Talvez ele seja o mais “marginal” de todos os marginais da MPB e está de volta após hiato de 20 anos. Prestes ao completar 76, em março, Jards Macalé prepara disco de inéditas, ainda sem título, para o início de 2019. É o primeiro álbum desde O Q Faço É Música (1998). A novidade chega numa boa hora, justamente quando se faz 50 anos da mítica aparição do artista na 4ª Edição do Festival Internacional da Canção (FIC). Foi um deus nos acuda…

Naquele ano, Macalé, sob uma vaia monumental, do início ao fim, defendeu a sarcástica Gotham City, que tinha muito mais a ver com a ditadura do que com a sombria e nebulosa metrópole do morcego mais famoso do planeta. Se os milicos nada entenderam, era mais uma prova de que o país estava sendo governado por patuscos ululantes. Trajando um longo camisolão hippie e agressivo, o cantor gritava:

“Meu amor não dorme/ Meu amor não sonha/ Não se fala mais de amor em Gotham City/ Só serei livre se saí de Gotham City/ Agora vivo o que vivo em Gotham City/ Mas vou fugir com o meu amor de Gotham City/ A saída é a porta principal”, dizia a letra escrita pelo parceiro Capinam. “Fomos lá para despertar a reação das pessoas. Era um festival ‘nhém nhém nhém’. Dormimos anônimos, acordamos famosos”, avaliaria anos depois, tirando sarro.

Nova era?
Trevas, a primeira música do novo álbum de Macalé, assim como Gotham City, lançada há cinco décadas, traz um olhar de alerta e pessimismo sobre a nova era que brilha num horizonte incerto, nebuloso e escuro. Uma era em na qual se defende que “menino deve vestir azul, e menina, rosa” e autoridades debilóides retrógradas parecem ter emergido das profundezas da Idade Média.

“Trevas é sobre o Brasil do futuro, um momento de obscuridade. Chegamos ao poço mais fundo, chegamos ao limite, ao Brasil de 2019”, avisa o artista no material de divulgação para imprensa. “Chegamos ao limite da água mais funda”, diz trecho da letra que é uma adaptação livre do poema Canto I, do modernista norte-americano Ezra Pound. No disco, Macalé cantou parte da faixa com a fuça metido dentro de uma bacia d’água. Típico do artista…

Nascido na Tijuca, numa família amante da música, Jards Anet da Silva, o Jards Macalé, poderia ser confundido fácil pelas ruas da cidade com o humorista Paulo Silvino. Violonista de primeira ordem, ele aprendeu a tocar o instrumento com certa anarquia sensorial e espírito acidental, bicando ali e aqui, com mestres como Jodacil Damasceno, Baden Powell e… João Gilberto, com quem teve “aulas surrealistas” de violão.

“Ele pegava um acorde clássico de violão e ficava tocando horas… Acho que aprendi alguma coisa”, brinca o artista, cujo sobrenome faz referência a um jogador perna de pau do Botafogo.

#####

DESCRIÇÃO DA TAREFA. Você pode extrair do texto sobre Jards Macalé, sem nenhuma alteração, o trecho começando em "Trevas, a primeira" e indo até "da Idade Média."?

#####

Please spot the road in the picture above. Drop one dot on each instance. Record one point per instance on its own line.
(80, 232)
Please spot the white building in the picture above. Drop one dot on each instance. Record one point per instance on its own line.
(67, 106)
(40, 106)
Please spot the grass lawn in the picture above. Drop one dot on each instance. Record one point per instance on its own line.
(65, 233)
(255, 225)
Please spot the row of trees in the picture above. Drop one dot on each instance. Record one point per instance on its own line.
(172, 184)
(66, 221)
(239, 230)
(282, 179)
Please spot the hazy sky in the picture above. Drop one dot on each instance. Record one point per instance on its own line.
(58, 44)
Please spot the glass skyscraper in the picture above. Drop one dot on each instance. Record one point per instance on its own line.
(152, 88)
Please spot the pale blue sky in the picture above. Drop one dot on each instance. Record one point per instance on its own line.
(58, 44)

#####

SOLUÇÃO DA TAREFA.
Trevas, a primeira música do novo álbum de Macalé, assim como Gotham City, lançada há cinco décadas, traz um olhar de alerta e pessimismo sobre a nova era que brilha num horizonte incerto, nebuloso e escuro. Uma era em na qual se defende que “menino deve vestir azul, e menina, rosa” e autoridades debilóides retrógradas parecem ter emergido das profundezas da Idade Média.